Everything from the line holding "of the palm" through the last line below must be repeated exactly, and nothing else.

━━━━━ Given entries

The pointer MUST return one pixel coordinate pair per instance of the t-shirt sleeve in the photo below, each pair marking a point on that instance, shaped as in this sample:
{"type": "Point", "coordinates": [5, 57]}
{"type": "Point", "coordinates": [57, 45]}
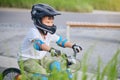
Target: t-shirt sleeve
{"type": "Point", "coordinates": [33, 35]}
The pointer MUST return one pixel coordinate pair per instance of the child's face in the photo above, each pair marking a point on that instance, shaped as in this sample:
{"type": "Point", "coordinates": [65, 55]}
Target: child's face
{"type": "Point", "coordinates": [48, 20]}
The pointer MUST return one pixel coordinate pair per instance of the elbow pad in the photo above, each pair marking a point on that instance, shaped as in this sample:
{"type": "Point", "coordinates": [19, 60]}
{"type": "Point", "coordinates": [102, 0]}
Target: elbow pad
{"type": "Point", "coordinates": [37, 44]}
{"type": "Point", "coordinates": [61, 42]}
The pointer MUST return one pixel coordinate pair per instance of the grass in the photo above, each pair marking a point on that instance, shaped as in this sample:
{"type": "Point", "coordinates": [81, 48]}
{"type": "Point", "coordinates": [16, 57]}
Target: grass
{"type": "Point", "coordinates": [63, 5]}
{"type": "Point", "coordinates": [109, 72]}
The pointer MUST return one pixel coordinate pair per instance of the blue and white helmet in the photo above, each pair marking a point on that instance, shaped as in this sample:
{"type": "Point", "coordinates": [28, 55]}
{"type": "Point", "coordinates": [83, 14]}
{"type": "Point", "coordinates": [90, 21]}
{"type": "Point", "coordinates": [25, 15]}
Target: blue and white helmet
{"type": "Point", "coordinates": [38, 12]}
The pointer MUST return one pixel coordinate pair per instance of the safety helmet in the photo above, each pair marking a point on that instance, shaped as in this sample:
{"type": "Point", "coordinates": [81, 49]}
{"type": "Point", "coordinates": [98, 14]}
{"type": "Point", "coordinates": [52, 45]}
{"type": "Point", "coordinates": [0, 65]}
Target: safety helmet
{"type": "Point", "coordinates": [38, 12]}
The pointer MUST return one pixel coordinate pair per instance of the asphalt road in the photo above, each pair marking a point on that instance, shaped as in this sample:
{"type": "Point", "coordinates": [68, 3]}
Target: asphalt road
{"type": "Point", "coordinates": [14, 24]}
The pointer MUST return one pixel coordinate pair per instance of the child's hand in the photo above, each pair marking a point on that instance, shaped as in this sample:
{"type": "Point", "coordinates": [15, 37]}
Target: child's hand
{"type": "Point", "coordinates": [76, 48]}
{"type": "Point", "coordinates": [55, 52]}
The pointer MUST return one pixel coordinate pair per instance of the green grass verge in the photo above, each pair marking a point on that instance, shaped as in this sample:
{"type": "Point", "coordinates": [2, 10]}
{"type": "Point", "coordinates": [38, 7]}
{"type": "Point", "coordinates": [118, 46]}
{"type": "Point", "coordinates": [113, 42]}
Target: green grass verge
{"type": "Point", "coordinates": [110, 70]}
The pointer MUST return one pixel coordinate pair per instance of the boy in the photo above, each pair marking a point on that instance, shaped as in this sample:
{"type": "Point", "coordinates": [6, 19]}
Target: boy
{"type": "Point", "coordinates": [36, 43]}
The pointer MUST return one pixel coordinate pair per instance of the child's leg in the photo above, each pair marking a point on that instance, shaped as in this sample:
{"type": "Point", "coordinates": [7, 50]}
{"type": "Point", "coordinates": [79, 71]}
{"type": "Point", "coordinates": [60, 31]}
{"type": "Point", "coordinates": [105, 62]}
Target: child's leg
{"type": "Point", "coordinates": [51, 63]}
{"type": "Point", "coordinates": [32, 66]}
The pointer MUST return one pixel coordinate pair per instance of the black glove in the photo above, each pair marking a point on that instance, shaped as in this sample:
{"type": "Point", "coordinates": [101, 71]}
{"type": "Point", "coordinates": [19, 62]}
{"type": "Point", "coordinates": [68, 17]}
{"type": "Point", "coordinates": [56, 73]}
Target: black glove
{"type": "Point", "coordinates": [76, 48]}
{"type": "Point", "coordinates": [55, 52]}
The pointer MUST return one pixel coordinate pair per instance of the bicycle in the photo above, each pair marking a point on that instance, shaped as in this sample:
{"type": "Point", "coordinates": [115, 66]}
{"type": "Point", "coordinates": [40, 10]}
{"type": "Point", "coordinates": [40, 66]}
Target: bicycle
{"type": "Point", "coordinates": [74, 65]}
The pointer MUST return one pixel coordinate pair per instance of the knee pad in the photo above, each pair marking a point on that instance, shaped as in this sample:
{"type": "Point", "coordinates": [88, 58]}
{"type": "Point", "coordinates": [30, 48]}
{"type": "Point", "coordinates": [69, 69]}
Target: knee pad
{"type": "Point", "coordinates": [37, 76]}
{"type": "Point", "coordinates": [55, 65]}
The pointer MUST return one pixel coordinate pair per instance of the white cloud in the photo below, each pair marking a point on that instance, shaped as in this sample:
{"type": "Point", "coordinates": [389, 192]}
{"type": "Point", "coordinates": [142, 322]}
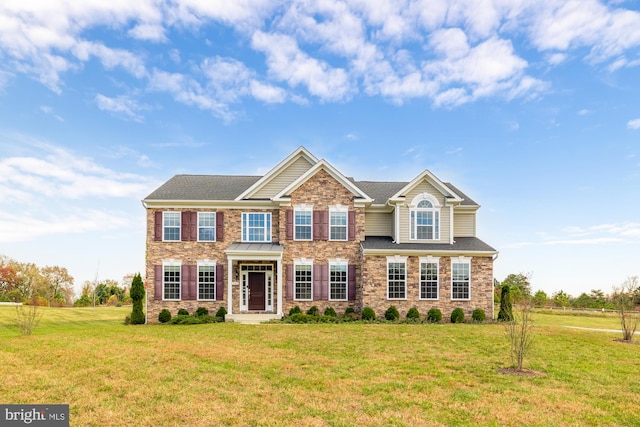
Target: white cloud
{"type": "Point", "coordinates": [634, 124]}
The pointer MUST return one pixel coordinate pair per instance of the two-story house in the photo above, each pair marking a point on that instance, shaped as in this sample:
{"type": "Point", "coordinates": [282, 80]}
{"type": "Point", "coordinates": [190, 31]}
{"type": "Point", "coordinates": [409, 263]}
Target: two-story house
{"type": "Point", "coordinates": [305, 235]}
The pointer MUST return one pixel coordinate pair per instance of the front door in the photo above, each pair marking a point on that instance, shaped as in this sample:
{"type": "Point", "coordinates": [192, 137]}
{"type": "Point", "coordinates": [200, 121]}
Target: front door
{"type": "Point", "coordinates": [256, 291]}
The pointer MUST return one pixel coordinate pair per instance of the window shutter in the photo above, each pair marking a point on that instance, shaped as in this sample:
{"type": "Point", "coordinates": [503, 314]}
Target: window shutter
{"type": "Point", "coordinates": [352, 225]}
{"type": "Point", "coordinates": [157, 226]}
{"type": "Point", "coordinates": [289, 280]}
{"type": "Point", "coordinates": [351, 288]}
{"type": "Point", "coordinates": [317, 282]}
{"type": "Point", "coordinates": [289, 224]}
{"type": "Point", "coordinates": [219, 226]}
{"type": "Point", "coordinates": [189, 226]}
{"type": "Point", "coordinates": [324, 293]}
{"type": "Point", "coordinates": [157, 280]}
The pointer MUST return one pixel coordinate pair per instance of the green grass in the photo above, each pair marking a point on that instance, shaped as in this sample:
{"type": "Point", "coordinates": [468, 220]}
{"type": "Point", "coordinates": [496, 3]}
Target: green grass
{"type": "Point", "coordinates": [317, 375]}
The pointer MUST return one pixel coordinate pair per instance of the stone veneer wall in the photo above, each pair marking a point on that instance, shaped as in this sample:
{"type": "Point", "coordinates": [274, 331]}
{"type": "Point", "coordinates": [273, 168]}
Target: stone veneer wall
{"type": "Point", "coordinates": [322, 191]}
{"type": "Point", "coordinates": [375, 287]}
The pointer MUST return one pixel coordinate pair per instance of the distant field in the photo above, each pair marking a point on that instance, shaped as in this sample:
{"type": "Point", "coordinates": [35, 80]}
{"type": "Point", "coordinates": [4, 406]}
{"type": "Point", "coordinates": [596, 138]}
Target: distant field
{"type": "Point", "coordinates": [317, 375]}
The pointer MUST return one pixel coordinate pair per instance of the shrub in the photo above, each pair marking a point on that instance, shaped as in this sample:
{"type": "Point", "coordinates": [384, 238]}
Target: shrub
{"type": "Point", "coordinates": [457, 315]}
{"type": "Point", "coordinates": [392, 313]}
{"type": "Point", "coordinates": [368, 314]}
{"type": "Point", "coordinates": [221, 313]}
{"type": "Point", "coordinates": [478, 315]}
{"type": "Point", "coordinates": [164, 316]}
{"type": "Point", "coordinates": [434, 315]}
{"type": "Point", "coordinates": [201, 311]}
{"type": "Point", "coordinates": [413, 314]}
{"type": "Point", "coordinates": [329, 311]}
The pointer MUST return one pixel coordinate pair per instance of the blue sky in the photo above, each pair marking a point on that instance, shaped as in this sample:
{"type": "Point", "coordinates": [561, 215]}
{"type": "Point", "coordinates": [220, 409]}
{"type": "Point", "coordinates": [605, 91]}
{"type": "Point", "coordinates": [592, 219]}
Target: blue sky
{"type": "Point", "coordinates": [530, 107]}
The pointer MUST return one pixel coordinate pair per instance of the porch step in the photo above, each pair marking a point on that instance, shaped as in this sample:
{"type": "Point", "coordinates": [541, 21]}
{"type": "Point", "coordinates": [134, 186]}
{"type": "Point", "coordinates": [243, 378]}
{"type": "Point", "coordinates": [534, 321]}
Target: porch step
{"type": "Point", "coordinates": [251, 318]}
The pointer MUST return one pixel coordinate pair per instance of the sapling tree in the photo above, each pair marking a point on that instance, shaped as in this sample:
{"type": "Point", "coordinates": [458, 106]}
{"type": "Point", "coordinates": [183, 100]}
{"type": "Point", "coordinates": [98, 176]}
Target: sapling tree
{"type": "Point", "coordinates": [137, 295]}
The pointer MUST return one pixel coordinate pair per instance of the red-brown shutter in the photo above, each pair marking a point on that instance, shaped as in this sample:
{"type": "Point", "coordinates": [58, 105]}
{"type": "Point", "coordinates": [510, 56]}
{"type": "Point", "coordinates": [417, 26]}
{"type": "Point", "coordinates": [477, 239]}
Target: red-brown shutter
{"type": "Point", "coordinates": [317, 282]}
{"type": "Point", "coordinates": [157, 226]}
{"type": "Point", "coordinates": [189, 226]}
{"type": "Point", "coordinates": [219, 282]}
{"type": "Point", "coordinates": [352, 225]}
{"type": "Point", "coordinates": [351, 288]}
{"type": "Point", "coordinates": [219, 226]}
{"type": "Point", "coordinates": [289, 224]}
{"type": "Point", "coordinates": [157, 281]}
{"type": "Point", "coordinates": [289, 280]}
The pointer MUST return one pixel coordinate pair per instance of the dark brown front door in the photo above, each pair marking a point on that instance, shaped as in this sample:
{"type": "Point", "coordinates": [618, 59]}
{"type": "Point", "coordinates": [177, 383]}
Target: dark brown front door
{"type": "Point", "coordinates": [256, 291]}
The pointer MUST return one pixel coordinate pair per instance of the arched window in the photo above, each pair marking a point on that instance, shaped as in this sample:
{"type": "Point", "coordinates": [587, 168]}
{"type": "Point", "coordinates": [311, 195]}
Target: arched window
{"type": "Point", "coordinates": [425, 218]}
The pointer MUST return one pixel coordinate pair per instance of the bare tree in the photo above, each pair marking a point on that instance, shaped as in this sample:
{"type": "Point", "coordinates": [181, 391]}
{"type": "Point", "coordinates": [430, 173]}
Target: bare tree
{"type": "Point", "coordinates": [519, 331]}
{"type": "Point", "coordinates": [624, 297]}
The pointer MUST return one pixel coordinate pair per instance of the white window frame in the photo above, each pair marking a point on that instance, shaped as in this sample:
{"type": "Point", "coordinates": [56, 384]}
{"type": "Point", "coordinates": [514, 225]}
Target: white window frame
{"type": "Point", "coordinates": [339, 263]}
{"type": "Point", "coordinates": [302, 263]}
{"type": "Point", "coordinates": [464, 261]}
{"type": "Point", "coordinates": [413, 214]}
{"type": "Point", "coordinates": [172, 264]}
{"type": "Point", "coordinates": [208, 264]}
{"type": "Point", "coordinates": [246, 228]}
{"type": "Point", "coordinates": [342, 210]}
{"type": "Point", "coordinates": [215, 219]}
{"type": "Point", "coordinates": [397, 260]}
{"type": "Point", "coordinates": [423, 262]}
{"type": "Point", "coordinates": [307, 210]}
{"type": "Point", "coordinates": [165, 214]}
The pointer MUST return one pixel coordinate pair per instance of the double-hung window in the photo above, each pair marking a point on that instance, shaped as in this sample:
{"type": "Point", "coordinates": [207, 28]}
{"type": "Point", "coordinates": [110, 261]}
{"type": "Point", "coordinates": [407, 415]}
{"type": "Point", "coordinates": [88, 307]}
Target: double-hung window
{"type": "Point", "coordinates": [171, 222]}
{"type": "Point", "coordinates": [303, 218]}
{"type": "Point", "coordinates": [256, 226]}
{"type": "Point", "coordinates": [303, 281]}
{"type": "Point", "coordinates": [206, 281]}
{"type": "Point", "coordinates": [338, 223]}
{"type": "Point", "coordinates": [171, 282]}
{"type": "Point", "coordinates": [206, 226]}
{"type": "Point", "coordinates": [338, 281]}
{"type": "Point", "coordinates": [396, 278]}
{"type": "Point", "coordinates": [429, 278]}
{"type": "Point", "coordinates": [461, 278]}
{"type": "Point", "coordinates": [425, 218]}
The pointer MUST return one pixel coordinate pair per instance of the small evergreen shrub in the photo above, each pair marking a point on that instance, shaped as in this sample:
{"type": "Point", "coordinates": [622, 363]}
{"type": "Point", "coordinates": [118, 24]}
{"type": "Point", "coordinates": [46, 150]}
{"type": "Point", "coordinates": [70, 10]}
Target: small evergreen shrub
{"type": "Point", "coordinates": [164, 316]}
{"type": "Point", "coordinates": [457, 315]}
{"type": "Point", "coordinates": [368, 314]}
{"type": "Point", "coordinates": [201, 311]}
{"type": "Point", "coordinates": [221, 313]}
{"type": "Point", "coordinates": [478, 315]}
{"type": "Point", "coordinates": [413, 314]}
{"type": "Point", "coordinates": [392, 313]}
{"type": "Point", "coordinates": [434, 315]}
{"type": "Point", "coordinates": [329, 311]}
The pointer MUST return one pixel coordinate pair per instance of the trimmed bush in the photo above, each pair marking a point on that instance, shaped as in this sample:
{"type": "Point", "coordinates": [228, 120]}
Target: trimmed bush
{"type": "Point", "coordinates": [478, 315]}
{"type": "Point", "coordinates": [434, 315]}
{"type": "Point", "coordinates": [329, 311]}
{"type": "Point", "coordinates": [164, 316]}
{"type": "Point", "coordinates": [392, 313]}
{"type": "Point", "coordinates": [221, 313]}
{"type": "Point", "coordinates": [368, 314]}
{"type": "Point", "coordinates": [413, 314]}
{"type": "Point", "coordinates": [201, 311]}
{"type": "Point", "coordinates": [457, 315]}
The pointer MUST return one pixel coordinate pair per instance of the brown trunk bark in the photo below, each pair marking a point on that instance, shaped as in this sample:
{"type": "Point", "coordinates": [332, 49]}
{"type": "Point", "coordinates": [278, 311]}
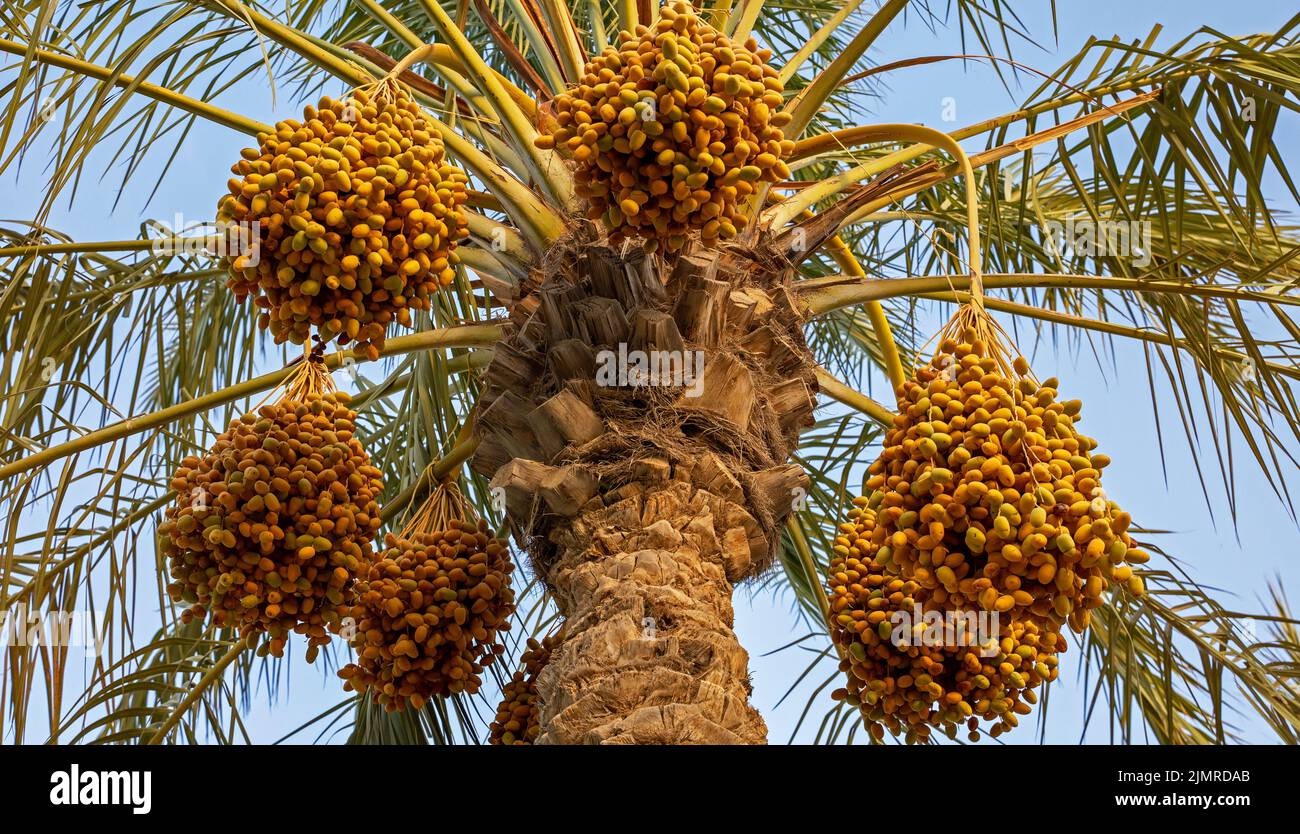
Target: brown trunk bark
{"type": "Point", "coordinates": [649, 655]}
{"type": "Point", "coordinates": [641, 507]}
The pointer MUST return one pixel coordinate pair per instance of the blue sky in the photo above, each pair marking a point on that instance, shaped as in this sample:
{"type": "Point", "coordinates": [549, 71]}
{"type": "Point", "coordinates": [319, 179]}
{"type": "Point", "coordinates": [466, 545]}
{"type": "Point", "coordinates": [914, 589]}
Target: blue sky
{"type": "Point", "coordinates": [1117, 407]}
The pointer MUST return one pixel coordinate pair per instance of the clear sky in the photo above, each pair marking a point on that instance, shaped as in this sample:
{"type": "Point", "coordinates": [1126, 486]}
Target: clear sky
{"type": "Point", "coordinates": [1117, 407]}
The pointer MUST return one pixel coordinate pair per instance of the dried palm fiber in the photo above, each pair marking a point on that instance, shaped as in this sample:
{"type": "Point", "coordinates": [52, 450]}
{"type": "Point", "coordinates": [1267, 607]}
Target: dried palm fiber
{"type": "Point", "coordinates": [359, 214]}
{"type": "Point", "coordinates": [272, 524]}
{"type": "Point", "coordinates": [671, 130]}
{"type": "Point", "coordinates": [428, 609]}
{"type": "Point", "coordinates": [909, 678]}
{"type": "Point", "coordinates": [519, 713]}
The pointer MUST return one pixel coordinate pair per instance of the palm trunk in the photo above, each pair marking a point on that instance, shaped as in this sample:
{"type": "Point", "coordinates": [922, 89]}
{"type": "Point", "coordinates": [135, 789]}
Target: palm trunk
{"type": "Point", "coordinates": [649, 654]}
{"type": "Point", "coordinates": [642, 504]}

━━━━━━━━━━

Finished task:
The pointer MUST return one pixel coordinate pair per instance of the palm trunk in the photo above, each pair marking a point on that instance, shaped as in this sample:
{"type": "Point", "coordinates": [922, 89]}
{"type": "Point", "coordinates": [135, 789]}
Target: palm trunk
{"type": "Point", "coordinates": [649, 654]}
{"type": "Point", "coordinates": [642, 504]}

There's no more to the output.